## WRITTEN REQUEST
Reproduce the entire listing below verbatim, line by line, omitting the pictures.

[Point annotation records]
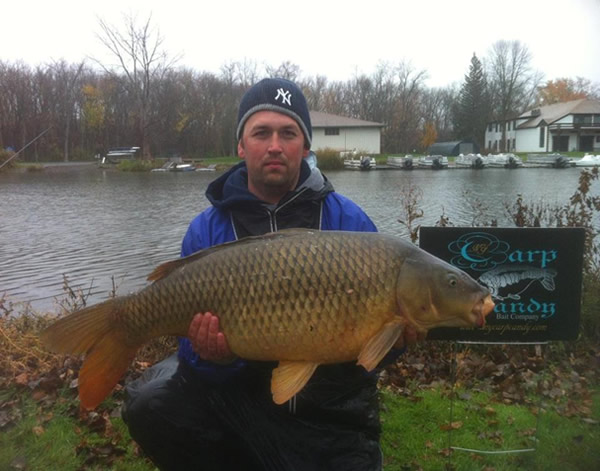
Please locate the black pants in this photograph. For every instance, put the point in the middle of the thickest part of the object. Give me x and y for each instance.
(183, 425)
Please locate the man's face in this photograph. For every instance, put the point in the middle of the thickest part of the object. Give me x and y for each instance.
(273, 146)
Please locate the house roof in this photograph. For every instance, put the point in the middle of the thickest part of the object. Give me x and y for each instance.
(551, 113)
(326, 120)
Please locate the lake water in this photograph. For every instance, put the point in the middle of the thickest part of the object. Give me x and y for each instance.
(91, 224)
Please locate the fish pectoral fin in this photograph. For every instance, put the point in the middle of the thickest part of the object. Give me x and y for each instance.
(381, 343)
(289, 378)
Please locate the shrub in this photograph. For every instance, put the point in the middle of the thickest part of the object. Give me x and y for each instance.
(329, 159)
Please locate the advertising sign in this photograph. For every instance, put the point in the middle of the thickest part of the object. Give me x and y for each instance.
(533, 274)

## WRITTEN RESPONSE
Please locate the black pants in this photograph. For every instance, put the point in the middle of the thickest part of the object. Give me x and y for each instance.
(183, 425)
Please locate the man's face in this photograph. For every instance, put the point in the middle of the thickest part of the object. Give me x and y for each instance.
(273, 146)
Please locate the house roof in this photograph. For every instance, put the point in the middle of the thickest part of the object. Give me x and y for each instance.
(551, 113)
(326, 120)
Please locate the lake water in this photograph. For every instance, put the point in the middle of the thickest part of the object. Give me x and y for each instance.
(91, 224)
Please locate the fish pectoral fin in this photograph. For every instance, put the point in the middle of the thickest part of the object. Give me x and y for each instance.
(381, 343)
(289, 378)
Please locate the shrub in this photograph. For every instance, put the point in the middle of the thickest part of the object. Give me x and y for each instance.
(329, 159)
Please locate the advertising sign in this photograph. For every instance, put the point in the middle of the thickest part of the object. Give me x and y for each instance.
(533, 274)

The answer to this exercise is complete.